» Do this: Every entry that follows needs to be repeated exactly.

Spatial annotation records
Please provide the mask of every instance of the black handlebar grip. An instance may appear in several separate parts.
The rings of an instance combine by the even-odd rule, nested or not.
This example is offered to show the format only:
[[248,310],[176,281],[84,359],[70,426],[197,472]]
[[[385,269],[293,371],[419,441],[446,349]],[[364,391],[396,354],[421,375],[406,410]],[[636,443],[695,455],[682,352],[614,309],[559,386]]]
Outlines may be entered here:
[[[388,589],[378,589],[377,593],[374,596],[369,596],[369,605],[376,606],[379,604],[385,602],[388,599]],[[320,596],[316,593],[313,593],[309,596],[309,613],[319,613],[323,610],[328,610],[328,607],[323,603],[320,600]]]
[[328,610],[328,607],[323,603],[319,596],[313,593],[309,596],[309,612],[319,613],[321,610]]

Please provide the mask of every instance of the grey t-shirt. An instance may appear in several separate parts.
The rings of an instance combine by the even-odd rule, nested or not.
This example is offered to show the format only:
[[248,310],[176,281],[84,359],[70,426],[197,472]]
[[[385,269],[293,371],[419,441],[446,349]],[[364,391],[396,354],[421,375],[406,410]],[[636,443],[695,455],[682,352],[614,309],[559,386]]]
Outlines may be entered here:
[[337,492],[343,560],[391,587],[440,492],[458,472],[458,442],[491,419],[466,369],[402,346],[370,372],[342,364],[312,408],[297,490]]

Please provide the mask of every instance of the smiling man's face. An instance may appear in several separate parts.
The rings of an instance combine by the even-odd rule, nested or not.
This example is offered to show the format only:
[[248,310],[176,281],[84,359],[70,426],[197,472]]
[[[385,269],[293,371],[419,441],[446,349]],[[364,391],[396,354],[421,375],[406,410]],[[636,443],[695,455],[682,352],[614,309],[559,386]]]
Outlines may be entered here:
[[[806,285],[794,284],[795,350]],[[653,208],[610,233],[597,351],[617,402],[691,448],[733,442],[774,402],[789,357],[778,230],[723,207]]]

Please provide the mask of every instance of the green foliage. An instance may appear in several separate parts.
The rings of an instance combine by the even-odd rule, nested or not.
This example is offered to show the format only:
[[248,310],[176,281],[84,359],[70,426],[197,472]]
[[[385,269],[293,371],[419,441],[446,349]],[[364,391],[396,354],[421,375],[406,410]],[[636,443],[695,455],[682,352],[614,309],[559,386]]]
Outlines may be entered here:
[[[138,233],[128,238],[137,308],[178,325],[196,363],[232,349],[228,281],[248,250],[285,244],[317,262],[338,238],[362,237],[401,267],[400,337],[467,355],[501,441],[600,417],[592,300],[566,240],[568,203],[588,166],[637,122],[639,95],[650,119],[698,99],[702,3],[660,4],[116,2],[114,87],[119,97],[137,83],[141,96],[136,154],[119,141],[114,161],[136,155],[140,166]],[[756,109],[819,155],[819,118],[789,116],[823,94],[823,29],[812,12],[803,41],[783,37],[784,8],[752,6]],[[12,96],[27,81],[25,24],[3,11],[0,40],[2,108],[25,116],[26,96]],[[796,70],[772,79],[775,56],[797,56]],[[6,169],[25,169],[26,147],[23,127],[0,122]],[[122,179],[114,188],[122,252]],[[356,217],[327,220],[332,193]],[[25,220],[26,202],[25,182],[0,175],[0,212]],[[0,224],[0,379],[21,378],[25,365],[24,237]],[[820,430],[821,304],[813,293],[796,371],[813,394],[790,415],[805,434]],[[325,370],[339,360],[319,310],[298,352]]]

» Reply:
Please provide the mask of every instance of the black handlebar grip. An instance may appear in several separate parts.
The rings of an instance combine by the even-odd rule, nested or not.
This example is offered to show the format only:
[[248,310],[176,281],[84,359],[70,426],[197,472]]
[[[385,269],[293,371],[419,441],[446,349]],[[364,391],[396,354],[421,375],[406,410]],[[636,443],[695,455],[682,352],[614,309],[559,386]]]
Outlines may be entered here:
[[[388,589],[378,589],[377,593],[374,596],[369,596],[369,605],[376,606],[379,604],[385,602],[388,599]],[[320,596],[316,593],[313,593],[309,596],[309,613],[319,613],[323,610],[328,610],[328,607],[323,603],[320,600]]]
[[328,610],[328,607],[323,603],[319,596],[313,593],[309,596],[309,612],[319,613],[321,610]]

Please provide the mask of every instance of the grey t-shirt. An instance may appear in several separate parts.
The rings of an instance combine by the even-odd rule, nested or not.
This example is offered to show the format only:
[[248,310],[176,281],[84,359],[70,426],[197,472]]
[[[385,269],[293,371],[419,441],[446,349]],[[364,391],[396,354],[421,375],[406,410]],[[636,443],[695,455],[682,352],[614,309],[559,386]]]
Outlines may be entered here:
[[337,492],[343,560],[391,587],[440,492],[458,472],[458,442],[491,419],[466,369],[402,346],[370,372],[342,364],[312,408],[297,490]]

Please provide the mask of every instance of the smiling man's face. An instance may appear in several separate parts.
The rings of an instance combine by the even-odd rule, nested or not.
This example is offered to show the format only:
[[248,310],[176,281],[84,359],[70,426],[197,472]]
[[[385,269],[293,371],[419,441],[446,349]],[[364,391],[396,354],[421,375],[406,410]],[[636,443],[695,455],[682,352],[614,309],[559,386]]]
Outlines may be entered here:
[[[806,285],[794,284],[795,350]],[[653,208],[610,233],[597,351],[617,402],[691,448],[733,442],[774,402],[789,357],[778,230],[723,207]]]

Please provide the mask of every instance of the green foliage. An instance may appear in several separate parts.
The rings of an instance combine by the even-odd rule, nested or not.
This example is offered to show the format only:
[[248,310],[176,281],[84,359],[70,426],[197,472]]
[[[385,269],[293,371],[419,441],[446,349]],[[364,391],[396,354],[421,375],[406,410]],[[636,443],[695,455],[682,352],[614,309],[559,386]]]
Outlines may be entered here:
[[[138,233],[128,238],[137,308],[178,325],[196,363],[232,349],[228,281],[248,250],[285,244],[317,262],[338,238],[362,237],[401,267],[400,337],[467,355],[501,441],[600,417],[592,300],[566,240],[568,203],[588,166],[637,122],[639,95],[650,119],[698,99],[702,3],[660,4],[116,2],[114,87],[119,97],[137,83],[141,96],[136,154],[119,141],[114,161],[136,155],[140,166]],[[756,109],[819,155],[819,118],[789,116],[823,94],[823,29],[812,12],[803,41],[783,37],[784,8],[752,6]],[[12,96],[27,81],[25,24],[3,11],[0,40],[2,108],[25,116],[26,96]],[[796,70],[772,79],[775,56],[797,56]],[[6,169],[25,169],[26,147],[23,127],[0,122]],[[122,179],[114,188],[122,252]],[[356,217],[327,220],[332,193]],[[25,220],[26,202],[25,182],[0,175],[0,212]],[[0,224],[0,379],[21,378],[25,365],[24,237]],[[820,430],[821,304],[813,293],[796,371],[813,394],[790,415],[805,434]],[[325,370],[339,360],[319,310],[298,352]]]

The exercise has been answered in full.